■ Collected data
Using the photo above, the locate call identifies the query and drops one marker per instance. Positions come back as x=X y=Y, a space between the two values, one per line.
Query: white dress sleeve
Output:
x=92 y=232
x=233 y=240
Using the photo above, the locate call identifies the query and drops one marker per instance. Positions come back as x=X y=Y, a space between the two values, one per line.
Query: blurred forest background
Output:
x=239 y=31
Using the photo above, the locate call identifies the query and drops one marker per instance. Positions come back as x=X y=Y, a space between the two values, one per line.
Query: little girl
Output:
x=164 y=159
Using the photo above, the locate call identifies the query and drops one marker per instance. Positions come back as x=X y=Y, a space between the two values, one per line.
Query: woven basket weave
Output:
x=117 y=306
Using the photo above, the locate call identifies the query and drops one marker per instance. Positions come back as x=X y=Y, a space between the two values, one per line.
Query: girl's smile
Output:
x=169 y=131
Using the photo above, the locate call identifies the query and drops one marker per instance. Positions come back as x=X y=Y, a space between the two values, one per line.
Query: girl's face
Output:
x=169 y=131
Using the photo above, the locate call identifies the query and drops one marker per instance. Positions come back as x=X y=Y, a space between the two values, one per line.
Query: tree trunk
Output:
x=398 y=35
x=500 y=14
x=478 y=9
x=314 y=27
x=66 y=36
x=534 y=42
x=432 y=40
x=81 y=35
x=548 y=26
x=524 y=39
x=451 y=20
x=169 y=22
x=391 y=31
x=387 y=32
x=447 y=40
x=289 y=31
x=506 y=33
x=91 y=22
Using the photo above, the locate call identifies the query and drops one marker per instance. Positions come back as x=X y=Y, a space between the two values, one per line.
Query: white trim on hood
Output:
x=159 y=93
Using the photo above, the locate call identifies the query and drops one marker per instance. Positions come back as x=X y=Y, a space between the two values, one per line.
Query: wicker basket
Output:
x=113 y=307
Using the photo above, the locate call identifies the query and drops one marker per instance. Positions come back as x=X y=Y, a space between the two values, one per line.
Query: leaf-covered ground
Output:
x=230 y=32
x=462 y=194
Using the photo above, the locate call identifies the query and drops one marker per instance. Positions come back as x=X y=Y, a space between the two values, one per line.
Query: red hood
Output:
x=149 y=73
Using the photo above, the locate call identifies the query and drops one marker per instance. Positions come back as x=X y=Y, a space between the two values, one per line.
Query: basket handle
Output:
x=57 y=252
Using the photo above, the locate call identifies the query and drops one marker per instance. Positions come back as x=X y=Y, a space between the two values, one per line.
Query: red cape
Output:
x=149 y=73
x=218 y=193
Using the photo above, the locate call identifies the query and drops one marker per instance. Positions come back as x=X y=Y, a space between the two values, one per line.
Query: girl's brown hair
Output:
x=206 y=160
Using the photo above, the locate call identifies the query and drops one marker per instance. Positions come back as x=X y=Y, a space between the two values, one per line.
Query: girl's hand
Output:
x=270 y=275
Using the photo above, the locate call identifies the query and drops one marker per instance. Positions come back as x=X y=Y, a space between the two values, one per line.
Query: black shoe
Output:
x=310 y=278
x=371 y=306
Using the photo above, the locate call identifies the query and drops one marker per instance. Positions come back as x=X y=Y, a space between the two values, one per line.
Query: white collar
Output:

■ What is being asked
Transcribe all of the entries without altering anything.

■ Task result
Using the photo above, the locate call identifies the query and drops one marker per instance. Positions come back as x=X y=Y, a space between the two values, one per line.
Query: white dress sleeve
Output:
x=92 y=232
x=233 y=240
Using the photo above, the locate call identifies the query and drops one marker per instance. Positions come back as x=X y=Y, a space between the two values, one per line.
Query: blurred forest background
Output:
x=239 y=31
Using the photo above, the locate call identifies the query and drops one marker per instance. Positions come back as x=X y=Y, a space between the two values, one per line.
Query: little girl
Output:
x=164 y=159
Using the photo above, the locate call identifies the query and drops one marker per instance. Positions come back as x=X y=Y, a space between the two values, one per line.
Query: woven basket weave
Output:
x=117 y=306
Using the photo above, the locate call identifies the query and drops one marker per instance. Positions come back as x=X y=Y, a space between the two values, one per line.
Query: girl's smile
Output:
x=169 y=131
Using the photo above, the locate call identifies the query and drops one marker per instance. Positions come back as x=X y=Y, a space between the two values, one per line.
Query: girl's face
Output:
x=169 y=131
Using the photo above, the locate call identifies the query and drops one marker per instance. Positions come back as x=X y=Y, a space between the two values, one per line.
Query: tree trunk
Output:
x=398 y=35
x=500 y=14
x=478 y=9
x=314 y=27
x=66 y=36
x=534 y=42
x=432 y=40
x=81 y=35
x=548 y=26
x=524 y=39
x=451 y=20
x=169 y=22
x=391 y=31
x=387 y=32
x=447 y=40
x=289 y=31
x=506 y=33
x=91 y=22
Using the photo above, the locate call identifies the query and drops one marker per instance. Positions come back as x=X y=Y, a space between the two values, one per line.
Query: white trim on hood
Output:
x=159 y=93
Using the photo above, the locate call identifies the query and drops one marker per instance. Positions come back as x=X y=Y, a space between the two values, one per line.
Query: wicker basket
Output:
x=113 y=307
Using the photo above, the locate call identifies the query and drops one marker per instance. Positions come back as x=X y=Y, a space between the two values, one per line.
Query: leaf-covered ground
Output:
x=230 y=32
x=462 y=194
Using the photo above, the locate call identifies the query and drops one marker per instance. Positions come back as x=X y=Y, a space between the two values, one per line.
Query: red hood
Output:
x=149 y=73
Using the photo above, the locate call identifies the query and drops one marker per instance. Positions come back as x=X y=Y, a space between the two values, one per line.
Query: basket handle
Output:
x=57 y=252
Using the photo above, the locate call identifies the query and drops one marker per instance. Positions come back as x=X y=Y, a space between the two values, one per line.
Query: red cape
Output:
x=149 y=73
x=218 y=193
Using the photo above, the locate call identifies the query and drops one marker per instance. Positions come back as x=X y=Y, a space between the two values, one per line.
Query: girl's brown hair
Output:
x=206 y=160
Using the photo above, the locate call identifies the query and drops one marker per instance. Positions come back as x=X y=Y, a space between the two values, one per line.
Query: girl's hand
Output:
x=270 y=275
Using the photo above, the locate call identifies the query and drops one marker per instance. Positions come back as x=X y=Y, a space between the two values, one per line.
Query: black shoe
Output:
x=310 y=278
x=371 y=306
Using the photo above, the locate call identifies the query and drops one marker per instance. Positions come back as x=X y=Y, a space between the two values, one per line.
Query: white collar
Output:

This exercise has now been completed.